◆ What the task asks
Count the lines in the material below that contain the string "foliage", treating uppercase and lowercase as distinct. Give only the number.

---- Listed records

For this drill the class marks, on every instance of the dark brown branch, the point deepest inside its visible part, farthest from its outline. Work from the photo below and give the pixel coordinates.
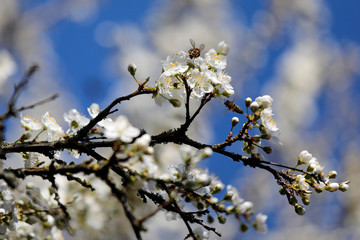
(82, 133)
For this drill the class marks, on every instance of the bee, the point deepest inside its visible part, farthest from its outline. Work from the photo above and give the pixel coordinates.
(195, 52)
(233, 107)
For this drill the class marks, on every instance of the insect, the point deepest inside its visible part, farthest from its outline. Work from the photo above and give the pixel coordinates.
(233, 107)
(195, 52)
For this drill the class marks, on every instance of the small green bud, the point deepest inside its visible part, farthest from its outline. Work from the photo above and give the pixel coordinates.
(267, 150)
(256, 138)
(300, 210)
(254, 106)
(293, 200)
(234, 121)
(332, 187)
(210, 219)
(200, 206)
(248, 101)
(221, 219)
(306, 201)
(282, 191)
(344, 186)
(332, 174)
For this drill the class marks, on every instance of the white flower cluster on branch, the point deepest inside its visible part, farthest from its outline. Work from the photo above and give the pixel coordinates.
(184, 191)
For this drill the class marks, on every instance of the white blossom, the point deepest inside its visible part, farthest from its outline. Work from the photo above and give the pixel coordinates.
(223, 48)
(201, 82)
(215, 60)
(303, 185)
(304, 157)
(55, 132)
(268, 121)
(75, 120)
(30, 124)
(264, 101)
(175, 64)
(260, 223)
(31, 160)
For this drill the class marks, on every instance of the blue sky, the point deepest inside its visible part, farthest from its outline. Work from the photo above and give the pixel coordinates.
(82, 58)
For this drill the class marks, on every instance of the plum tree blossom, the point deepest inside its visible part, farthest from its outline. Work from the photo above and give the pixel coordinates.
(132, 170)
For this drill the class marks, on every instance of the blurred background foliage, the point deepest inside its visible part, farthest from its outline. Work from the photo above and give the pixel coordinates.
(304, 53)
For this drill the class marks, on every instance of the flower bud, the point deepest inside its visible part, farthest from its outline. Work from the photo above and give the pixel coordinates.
(267, 150)
(175, 102)
(244, 228)
(293, 200)
(210, 219)
(332, 174)
(132, 69)
(344, 186)
(300, 210)
(26, 135)
(207, 152)
(332, 187)
(305, 200)
(221, 219)
(223, 48)
(234, 121)
(254, 106)
(304, 157)
(266, 101)
(248, 101)
(282, 191)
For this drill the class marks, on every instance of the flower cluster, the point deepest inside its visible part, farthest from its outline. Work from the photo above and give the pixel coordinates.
(314, 178)
(198, 76)
(8, 210)
(261, 110)
(201, 189)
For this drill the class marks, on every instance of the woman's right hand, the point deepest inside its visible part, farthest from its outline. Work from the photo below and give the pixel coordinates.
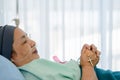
(89, 56)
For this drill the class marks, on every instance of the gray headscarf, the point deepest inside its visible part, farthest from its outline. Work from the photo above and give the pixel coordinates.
(6, 40)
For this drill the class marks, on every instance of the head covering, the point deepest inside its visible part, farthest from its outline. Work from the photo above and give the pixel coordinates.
(6, 40)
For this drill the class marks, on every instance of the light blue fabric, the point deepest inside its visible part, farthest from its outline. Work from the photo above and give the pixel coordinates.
(41, 69)
(8, 71)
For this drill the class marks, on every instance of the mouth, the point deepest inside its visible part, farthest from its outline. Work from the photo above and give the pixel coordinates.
(35, 51)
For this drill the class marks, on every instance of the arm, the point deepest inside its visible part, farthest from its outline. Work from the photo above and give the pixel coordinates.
(88, 72)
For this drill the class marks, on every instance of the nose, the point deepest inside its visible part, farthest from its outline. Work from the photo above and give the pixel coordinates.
(32, 43)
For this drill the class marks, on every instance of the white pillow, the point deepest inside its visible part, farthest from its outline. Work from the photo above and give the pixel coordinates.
(8, 71)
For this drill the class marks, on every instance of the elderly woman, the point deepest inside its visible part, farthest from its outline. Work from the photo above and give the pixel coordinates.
(21, 50)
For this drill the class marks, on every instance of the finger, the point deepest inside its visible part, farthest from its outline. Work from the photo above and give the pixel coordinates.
(85, 46)
(93, 48)
(98, 53)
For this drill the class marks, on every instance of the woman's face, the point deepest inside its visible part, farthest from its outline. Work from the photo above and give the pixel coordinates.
(24, 49)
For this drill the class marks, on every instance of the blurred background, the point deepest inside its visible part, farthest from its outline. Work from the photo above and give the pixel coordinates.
(61, 27)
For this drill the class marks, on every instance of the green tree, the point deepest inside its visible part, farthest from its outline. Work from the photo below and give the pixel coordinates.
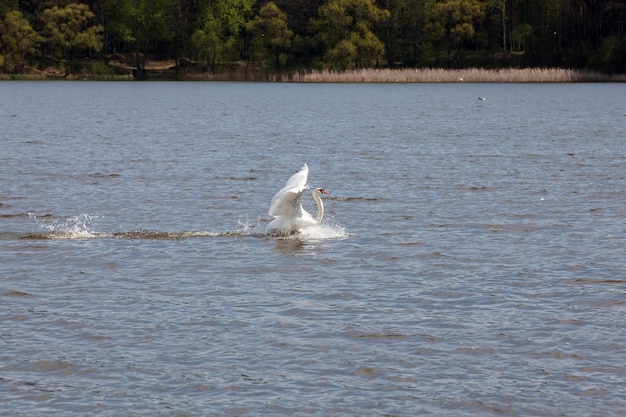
(69, 31)
(345, 32)
(206, 43)
(272, 37)
(222, 33)
(449, 23)
(142, 25)
(18, 42)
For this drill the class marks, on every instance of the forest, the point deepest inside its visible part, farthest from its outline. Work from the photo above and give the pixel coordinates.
(199, 36)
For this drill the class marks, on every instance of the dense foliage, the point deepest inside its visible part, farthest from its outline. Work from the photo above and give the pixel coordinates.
(284, 35)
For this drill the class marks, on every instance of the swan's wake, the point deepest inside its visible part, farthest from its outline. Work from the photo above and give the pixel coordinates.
(80, 228)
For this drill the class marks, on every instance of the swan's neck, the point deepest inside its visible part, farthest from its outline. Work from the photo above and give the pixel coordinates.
(320, 207)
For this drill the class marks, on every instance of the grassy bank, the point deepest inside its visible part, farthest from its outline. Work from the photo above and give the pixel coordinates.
(472, 75)
(428, 75)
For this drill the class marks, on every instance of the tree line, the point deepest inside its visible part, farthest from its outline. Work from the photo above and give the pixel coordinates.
(287, 35)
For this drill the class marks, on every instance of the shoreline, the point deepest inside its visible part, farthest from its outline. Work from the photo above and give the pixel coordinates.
(397, 76)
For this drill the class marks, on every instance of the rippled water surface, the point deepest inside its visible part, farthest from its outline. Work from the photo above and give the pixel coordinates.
(471, 260)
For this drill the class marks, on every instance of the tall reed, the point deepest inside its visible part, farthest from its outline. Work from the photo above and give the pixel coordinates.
(474, 75)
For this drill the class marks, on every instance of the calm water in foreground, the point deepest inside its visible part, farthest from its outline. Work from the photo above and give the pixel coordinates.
(471, 261)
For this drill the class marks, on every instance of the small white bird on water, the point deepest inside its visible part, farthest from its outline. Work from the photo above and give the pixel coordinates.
(286, 207)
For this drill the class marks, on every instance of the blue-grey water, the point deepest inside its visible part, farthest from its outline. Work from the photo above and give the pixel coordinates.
(471, 260)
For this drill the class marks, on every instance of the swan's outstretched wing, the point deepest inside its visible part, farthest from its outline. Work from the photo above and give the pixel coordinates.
(288, 201)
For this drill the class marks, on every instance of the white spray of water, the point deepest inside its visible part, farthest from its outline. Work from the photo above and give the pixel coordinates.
(76, 227)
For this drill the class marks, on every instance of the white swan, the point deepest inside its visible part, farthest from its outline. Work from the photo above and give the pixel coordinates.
(286, 207)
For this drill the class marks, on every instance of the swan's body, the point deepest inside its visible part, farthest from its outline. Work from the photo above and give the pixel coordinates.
(286, 207)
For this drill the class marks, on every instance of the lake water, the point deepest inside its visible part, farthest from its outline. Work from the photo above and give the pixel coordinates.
(471, 260)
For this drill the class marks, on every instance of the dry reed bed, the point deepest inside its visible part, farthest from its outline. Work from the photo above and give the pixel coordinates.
(472, 75)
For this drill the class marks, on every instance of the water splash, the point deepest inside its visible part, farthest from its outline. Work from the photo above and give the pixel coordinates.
(324, 231)
(76, 227)
(79, 227)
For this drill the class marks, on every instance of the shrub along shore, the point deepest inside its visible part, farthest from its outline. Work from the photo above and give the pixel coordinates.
(416, 75)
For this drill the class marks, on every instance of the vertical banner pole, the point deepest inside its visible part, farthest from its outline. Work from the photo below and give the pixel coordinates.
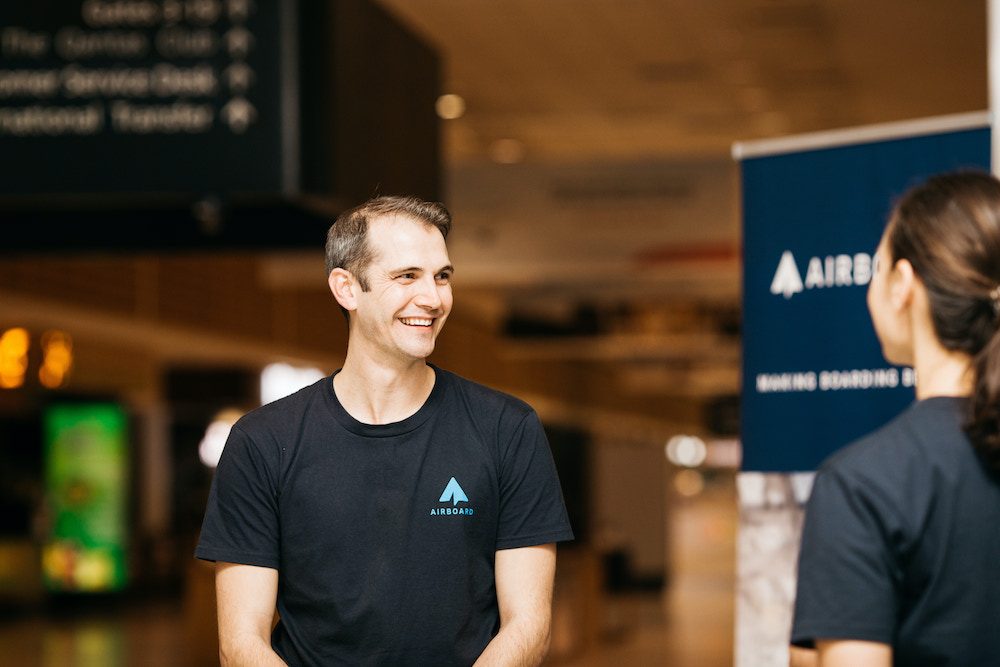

--------

◆ The answer
2